Copy each of the following items word for word, leaving nothing out and changing nothing.

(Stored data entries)
— BEGIN —
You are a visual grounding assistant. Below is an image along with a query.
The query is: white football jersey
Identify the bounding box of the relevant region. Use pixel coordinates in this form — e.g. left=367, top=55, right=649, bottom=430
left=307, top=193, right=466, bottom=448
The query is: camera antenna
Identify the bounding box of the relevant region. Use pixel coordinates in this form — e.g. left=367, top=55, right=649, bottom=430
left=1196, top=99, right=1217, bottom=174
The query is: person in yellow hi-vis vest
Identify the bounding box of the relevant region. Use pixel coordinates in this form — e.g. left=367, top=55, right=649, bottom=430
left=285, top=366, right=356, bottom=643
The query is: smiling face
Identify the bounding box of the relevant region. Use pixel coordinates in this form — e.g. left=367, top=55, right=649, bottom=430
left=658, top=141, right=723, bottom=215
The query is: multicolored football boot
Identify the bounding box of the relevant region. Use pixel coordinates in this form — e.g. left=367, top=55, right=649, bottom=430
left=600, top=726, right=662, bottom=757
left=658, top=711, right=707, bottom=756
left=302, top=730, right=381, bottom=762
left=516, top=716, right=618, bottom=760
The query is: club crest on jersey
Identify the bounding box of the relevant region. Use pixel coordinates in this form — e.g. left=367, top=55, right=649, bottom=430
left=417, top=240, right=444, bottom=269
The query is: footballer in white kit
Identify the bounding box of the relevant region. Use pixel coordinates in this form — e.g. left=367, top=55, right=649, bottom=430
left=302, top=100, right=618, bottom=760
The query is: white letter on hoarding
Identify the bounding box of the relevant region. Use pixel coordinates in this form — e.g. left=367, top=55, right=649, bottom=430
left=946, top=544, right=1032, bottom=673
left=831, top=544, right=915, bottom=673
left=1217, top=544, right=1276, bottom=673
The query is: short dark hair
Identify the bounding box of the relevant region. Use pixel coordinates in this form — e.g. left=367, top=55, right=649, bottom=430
— END —
### [WORKED ANSWER]
You are a visual grounding assistant. Below is an image along with a query.
The query is: white football jersey
Identify the bounding box of the relevant region. Use pixel coordinates in this form — e.g. left=367, top=55, right=649, bottom=430
left=307, top=193, right=466, bottom=448
The query is: camera antenna
Identify the bounding box of the relevant region. Use pixel coordinates in this form — e.g. left=367, top=55, right=649, bottom=430
left=1196, top=99, right=1217, bottom=174
The query is: person in yellow hi-vis vest
Identify the bounding box of the relevant region. Use pixel coordinates in this form — e.g. left=367, top=55, right=649, bottom=430
left=285, top=366, right=356, bottom=643
The query is: smiling face
Identify the bounding box of the relevant region. Use pixel coordinates in this form — e.g. left=367, top=55, right=649, bottom=430
left=658, top=141, right=723, bottom=215
The query is: multicolored football boot
Identify the bounding box of the relevant region. Use pixel coordinates in this form — e.g. left=367, top=55, right=649, bottom=430
left=600, top=726, right=662, bottom=757
left=658, top=711, right=707, bottom=756
left=302, top=730, right=381, bottom=762
left=516, top=716, right=618, bottom=760
The query is: club crest on jersey
Identify the bounding box of the relevant region. Use pixel coordinates in this form — e.g. left=367, top=55, right=649, bottom=430
left=417, top=240, right=444, bottom=269
The query is: footballer in white kit
Identify the bounding box of the relevant region. Use pixel coordinates in this form — e.g. left=367, top=55, right=649, bottom=430
left=302, top=100, right=618, bottom=760
The query is: white letter on hoarding
Identify the bounding box of the relevant region. Use pixel coordinates in this form — e.g. left=367, top=55, right=649, bottom=430
left=946, top=544, right=1032, bottom=673
left=831, top=544, right=915, bottom=673
left=1217, top=544, right=1276, bottom=673
The query is: short dark hair
Identify the bounding box of the relevant region. Use pixel coordinates in this form — e.g. left=367, top=55, right=649, bottom=430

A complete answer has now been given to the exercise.